** To do **
A. Answer the following from the excerpt on music segmentation, one answer per line:
(i) Which distance measure do Foote and Cooper propose between MFCC feature vectors?
(ii) What name do Foote and Cooper give to the representation of rhythmic structure derived from their matrix?
(iii) Which two methods do Peeters et al. employ for the unsupervised grouping of successive states?
B. Transcribe word for word the portion of the music segmentation excerpt between "From matrix to" and "chorus and verse.", inclusive.

begin Extract

From matrix to segmentation

Foote and Cooper propose the cosine distance between Mel-Frequency Cepstral-Coefficient (MFCC1) feature vectors. They suggest that “psychoacoustically motivated parameterizations [...] may be especially appropriate if they match the similarity judgments of human listeners.” From their matrix can be derived a representation of the rhythmic structure that they call beat spectrum. In [30], they propose a statistically based framework for segmenting and clustering larger audio segments via Singular Value Decomposition (SVD). The analysis can, for instance, return the structural summarization of a piece by recognizing its “most representative” sections, such as chorus and verse.

Peeters et al. also propose to summarize songs by detecting occurrences of large sections in self-similarity matrices [132]. Their approach stands out for introducing dynamic features, which model the temporal evolution of the spectral shape over a fixed duration of time. Interestingly, they consider various scales of analysis (up to 1Hz), and employ an unsupervised grouping strategy of successive states, through K-means and a hidden Markov model (HMM). In a first pass, states are defined as templates, by segmenting the matrix.

end Extract
begin Rows

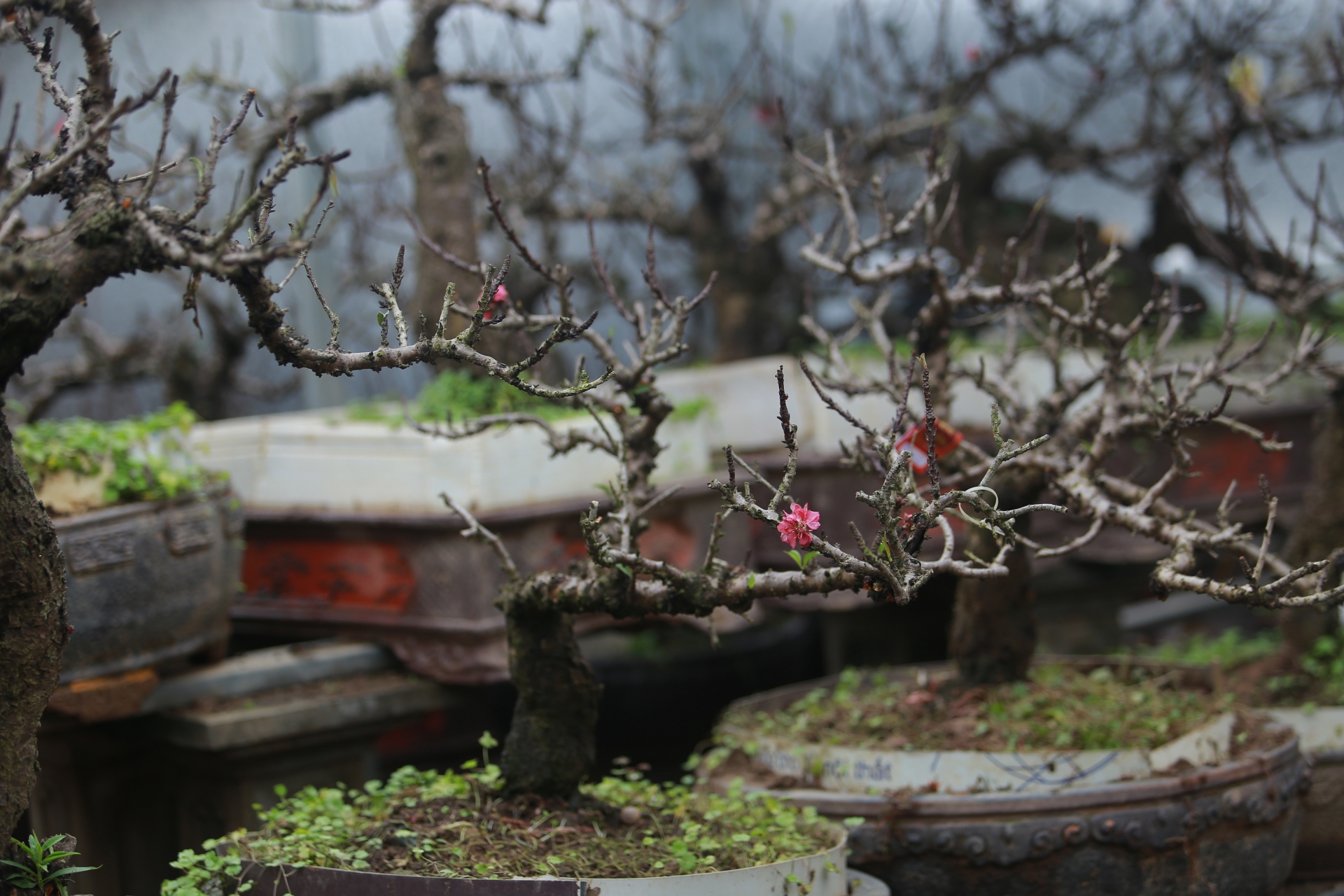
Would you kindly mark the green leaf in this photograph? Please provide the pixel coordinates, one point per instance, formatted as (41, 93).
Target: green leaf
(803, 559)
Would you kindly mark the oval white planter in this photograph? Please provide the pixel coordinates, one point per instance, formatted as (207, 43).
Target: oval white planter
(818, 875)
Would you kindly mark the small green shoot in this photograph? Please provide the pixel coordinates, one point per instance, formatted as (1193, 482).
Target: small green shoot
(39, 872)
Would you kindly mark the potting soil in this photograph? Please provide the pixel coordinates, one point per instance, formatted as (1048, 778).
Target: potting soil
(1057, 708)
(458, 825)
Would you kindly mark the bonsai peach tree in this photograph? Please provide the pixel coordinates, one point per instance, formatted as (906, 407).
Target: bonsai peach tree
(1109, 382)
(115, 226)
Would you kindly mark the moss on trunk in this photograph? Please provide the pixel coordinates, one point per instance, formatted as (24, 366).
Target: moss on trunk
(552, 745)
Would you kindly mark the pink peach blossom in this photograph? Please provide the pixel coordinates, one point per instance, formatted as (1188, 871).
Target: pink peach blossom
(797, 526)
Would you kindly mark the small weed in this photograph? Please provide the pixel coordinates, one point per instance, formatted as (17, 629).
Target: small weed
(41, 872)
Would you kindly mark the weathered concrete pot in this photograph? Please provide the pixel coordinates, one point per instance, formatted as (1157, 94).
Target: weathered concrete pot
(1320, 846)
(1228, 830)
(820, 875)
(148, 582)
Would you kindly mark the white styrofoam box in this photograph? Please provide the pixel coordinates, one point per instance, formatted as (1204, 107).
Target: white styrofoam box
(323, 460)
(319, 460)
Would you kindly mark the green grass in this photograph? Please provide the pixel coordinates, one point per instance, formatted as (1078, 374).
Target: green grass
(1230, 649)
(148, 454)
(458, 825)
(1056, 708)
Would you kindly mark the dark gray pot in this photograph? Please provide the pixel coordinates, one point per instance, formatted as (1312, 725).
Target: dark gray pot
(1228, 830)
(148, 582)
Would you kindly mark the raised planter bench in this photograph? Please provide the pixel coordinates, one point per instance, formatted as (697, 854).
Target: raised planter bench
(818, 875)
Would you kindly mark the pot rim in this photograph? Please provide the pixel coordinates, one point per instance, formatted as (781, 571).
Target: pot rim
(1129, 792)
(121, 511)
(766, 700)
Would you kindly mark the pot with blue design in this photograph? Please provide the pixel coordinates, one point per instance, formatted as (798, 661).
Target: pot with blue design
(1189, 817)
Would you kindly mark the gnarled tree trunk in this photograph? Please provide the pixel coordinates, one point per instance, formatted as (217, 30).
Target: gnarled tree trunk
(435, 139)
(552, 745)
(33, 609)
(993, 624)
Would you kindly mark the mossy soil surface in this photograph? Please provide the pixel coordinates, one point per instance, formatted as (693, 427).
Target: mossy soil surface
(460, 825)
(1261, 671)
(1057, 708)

end Rows

** Exercise responses **
A.
(i) The cosine distance.
(ii) Beat spectrum.
(iii) K-means and a hidden Markov model (HMM).

B.
From matrix to segmentation

Foote and Cooper propose the cosine distance between Mel-Frequency Cepstral-Coefficient (MFCC1) feature vectors. They suggest that “psychoacoustically motivated parameterizations [...] may be especially appropriate if they match the similarity judgments of human listeners.” From their matrix can be derived a representation of the rhythmic structure that they call beat spectrum. In [30], they propose a statistically based framework for segmenting and clustering larger audio segments via Singular Value Decomposition (SVD). The analysis can, for instance, return the structural summarization of a piece by recognizing its “most representative” sections, such as chorus and verse.